Stated task
Each record below should be output verbatim, without pictures.
◆ ◆ ◆ ◆
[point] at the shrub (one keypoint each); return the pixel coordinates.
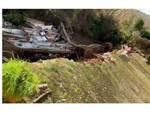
(18, 79)
(138, 24)
(104, 29)
(148, 58)
(146, 34)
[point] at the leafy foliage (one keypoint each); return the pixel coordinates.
(138, 24)
(18, 79)
(146, 34)
(148, 58)
(104, 29)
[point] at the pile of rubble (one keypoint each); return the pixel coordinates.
(37, 37)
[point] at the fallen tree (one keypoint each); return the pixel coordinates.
(87, 50)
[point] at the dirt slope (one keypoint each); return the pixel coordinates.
(126, 81)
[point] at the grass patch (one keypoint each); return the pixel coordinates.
(18, 79)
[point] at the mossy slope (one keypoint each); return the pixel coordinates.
(127, 80)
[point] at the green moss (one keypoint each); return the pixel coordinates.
◆ ◆ ◆ ◆
Result of the exercise
[point] at the shrub (one keypoint each); return the pixel coordinates.
(18, 79)
(138, 24)
(104, 29)
(148, 58)
(146, 34)
[point] at the leafy foliage (one keypoint each); return the pixel coordinates.
(138, 24)
(18, 79)
(146, 34)
(148, 58)
(104, 29)
[point] at the pile of rubble (one keypoint each); return the pixel coordinates.
(37, 37)
[point] at the fallen tree (one keypoint each); return the pixel coordinates.
(87, 50)
[point] at the dirt slope (one keypoint each); return the pixel coordinates.
(126, 81)
[point] at the grass patch (one keypoint each); return the pixel coordinates.
(18, 79)
[point] at the mossy slope (one keypoint each); return the pixel coordinates.
(127, 80)
[point] at the green moss (one keypoint each); return the pixel coordinates.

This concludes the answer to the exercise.